◆ Problem details: Copy the rows from the line containing "Task: point out each instance of the green park" through the line containing "(1440, 584)", changing "bicycle" to "bike" and leaving all other text as it is.

## start Records to use

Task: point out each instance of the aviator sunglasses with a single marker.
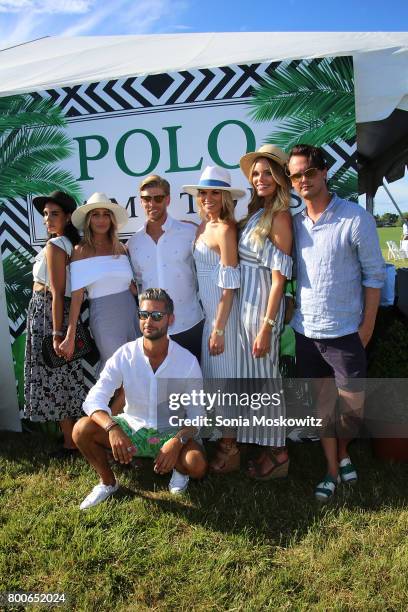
(156, 315)
(158, 199)
(309, 173)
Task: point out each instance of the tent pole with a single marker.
(385, 185)
(370, 203)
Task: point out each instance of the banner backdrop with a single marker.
(108, 136)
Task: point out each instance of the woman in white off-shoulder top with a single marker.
(52, 394)
(216, 259)
(101, 266)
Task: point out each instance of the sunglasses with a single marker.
(158, 199)
(309, 173)
(156, 315)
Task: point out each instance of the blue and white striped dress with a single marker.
(213, 277)
(257, 262)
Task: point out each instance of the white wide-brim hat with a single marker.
(269, 151)
(215, 177)
(99, 200)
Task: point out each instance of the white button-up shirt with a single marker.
(147, 393)
(168, 264)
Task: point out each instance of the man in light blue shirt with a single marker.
(340, 272)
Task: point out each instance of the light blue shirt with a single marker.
(335, 258)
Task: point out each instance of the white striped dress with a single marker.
(257, 263)
(213, 277)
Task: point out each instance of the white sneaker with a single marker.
(178, 482)
(98, 495)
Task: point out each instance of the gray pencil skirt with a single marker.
(113, 321)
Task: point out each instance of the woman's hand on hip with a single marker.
(67, 347)
(56, 345)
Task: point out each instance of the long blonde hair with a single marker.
(89, 238)
(280, 202)
(227, 211)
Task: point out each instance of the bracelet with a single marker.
(270, 322)
(218, 332)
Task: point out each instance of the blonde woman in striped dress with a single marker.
(216, 259)
(265, 245)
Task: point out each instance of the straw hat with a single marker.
(64, 200)
(215, 177)
(99, 200)
(271, 152)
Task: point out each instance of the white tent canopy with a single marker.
(381, 89)
(380, 60)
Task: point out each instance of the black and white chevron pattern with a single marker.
(202, 87)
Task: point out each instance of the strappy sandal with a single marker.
(227, 458)
(279, 469)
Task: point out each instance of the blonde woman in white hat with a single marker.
(264, 248)
(216, 258)
(100, 267)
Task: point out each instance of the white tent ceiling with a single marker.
(380, 60)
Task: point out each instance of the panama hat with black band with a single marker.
(268, 151)
(61, 198)
(214, 178)
(99, 200)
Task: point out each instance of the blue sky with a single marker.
(24, 20)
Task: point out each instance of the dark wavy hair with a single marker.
(313, 154)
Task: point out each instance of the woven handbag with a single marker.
(84, 344)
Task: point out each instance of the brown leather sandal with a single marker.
(227, 458)
(278, 470)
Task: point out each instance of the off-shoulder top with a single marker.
(101, 275)
(40, 270)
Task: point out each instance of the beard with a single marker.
(155, 334)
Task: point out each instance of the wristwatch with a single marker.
(218, 332)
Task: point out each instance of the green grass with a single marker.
(229, 544)
(391, 233)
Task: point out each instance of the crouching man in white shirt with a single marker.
(148, 368)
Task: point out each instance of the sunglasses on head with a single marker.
(156, 315)
(158, 199)
(309, 173)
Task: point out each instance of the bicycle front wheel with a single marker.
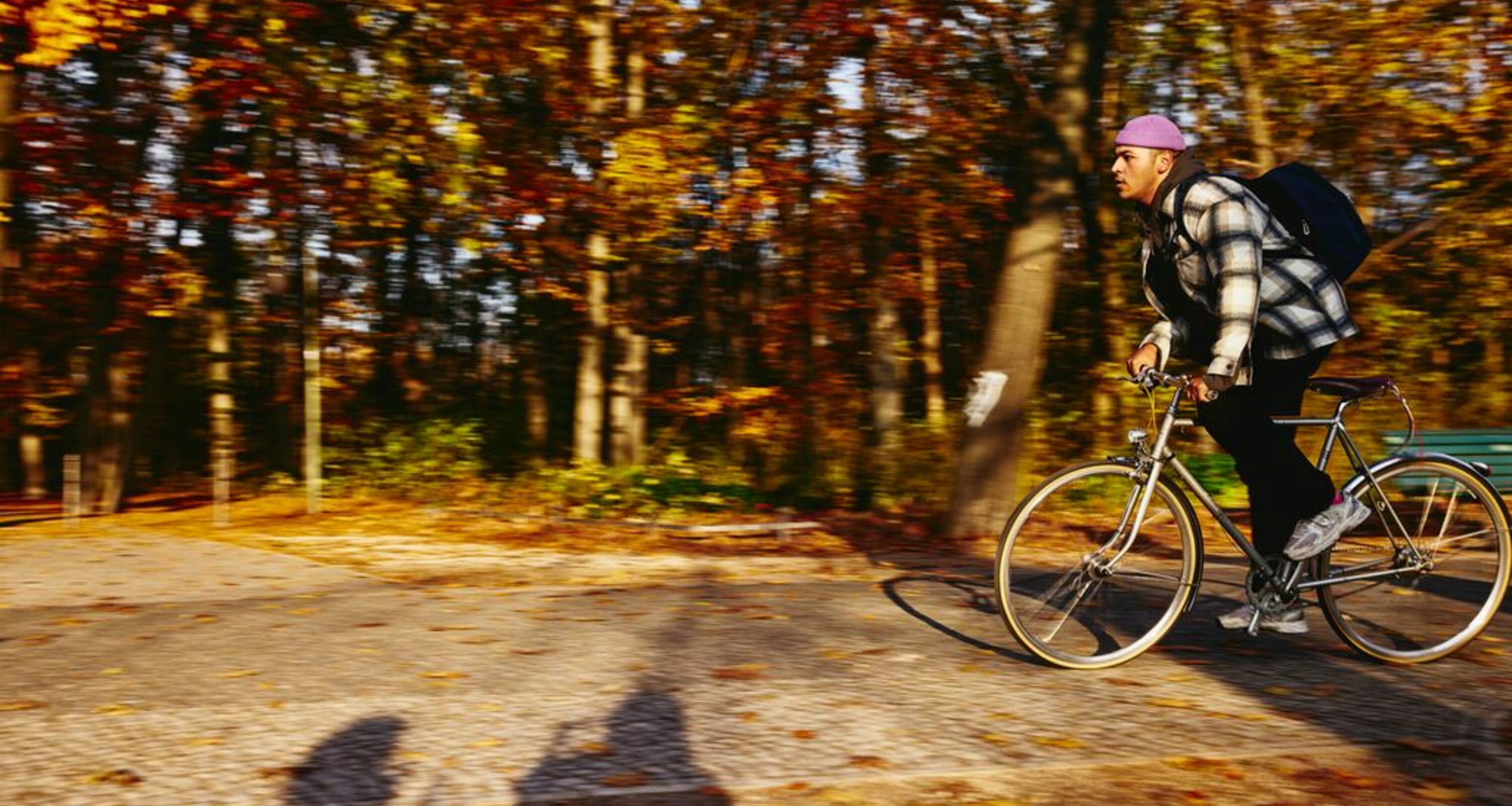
(1076, 587)
(1431, 565)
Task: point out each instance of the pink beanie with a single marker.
(1153, 132)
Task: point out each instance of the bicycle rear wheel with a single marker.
(1068, 589)
(1458, 527)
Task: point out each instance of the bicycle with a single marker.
(1101, 560)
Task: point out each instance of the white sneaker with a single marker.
(1325, 528)
(1290, 621)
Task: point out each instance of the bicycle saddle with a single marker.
(1352, 389)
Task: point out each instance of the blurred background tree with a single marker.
(770, 241)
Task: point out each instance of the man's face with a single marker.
(1138, 171)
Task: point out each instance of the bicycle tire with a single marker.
(1457, 519)
(1047, 553)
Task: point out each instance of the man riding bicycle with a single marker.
(1239, 294)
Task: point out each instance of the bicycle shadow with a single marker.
(939, 599)
(640, 752)
(1392, 713)
(353, 767)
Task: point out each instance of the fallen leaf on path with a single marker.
(1441, 790)
(634, 778)
(109, 607)
(744, 672)
(1193, 763)
(1355, 781)
(1423, 746)
(120, 778)
(871, 763)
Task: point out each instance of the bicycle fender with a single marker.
(1447, 459)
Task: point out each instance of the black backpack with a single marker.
(1317, 214)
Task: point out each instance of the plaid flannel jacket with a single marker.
(1246, 270)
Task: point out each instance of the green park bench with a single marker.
(1485, 447)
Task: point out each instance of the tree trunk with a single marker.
(1023, 303)
(115, 448)
(1242, 41)
(930, 339)
(884, 327)
(34, 469)
(310, 318)
(10, 256)
(598, 25)
(589, 421)
(628, 387)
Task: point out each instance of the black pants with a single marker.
(1284, 486)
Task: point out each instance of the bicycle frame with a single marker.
(1286, 578)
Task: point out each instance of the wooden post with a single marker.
(221, 510)
(312, 386)
(72, 494)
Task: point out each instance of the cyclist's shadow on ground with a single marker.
(962, 607)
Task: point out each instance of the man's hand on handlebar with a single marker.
(1200, 392)
(1145, 357)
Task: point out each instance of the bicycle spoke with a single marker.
(1092, 584)
(1077, 525)
(1440, 584)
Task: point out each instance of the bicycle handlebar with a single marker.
(1150, 378)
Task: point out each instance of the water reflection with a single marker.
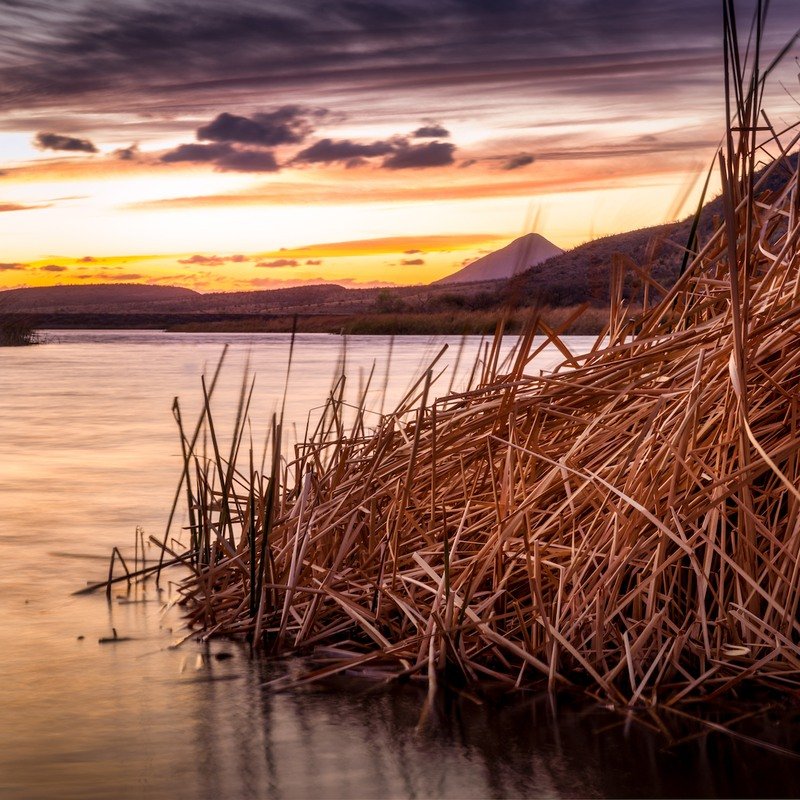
(88, 451)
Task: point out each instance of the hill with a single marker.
(518, 256)
(110, 297)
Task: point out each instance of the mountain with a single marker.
(516, 257)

## end Records to use

◆ Solved problem:
Task: point out each instance of the green park bench with a single marker.
(1485, 447)
Task: point out each instance of the tree trunk with a single marker.
(1023, 303)
(115, 448)
(1242, 41)
(930, 339)
(884, 327)
(34, 469)
(310, 318)
(10, 256)
(598, 25)
(589, 421)
(628, 387)
Task: point out each instance of the black pants with a single marker.
(1284, 486)
Task: point out each instance of the bike frame with a single marker.
(1286, 578)
Task: point out each instance of the wooden post with a single marker.
(221, 510)
(312, 386)
(72, 494)
Task: point out each instance of the cyclist's shadow on ground with a single marker.
(962, 607)
Task: point out each instance of the man's hand on handlebar with a single marker.
(1200, 392)
(1145, 357)
Task: point out each instance of the bike spoke with a single marker.
(1092, 584)
(1077, 525)
(1440, 584)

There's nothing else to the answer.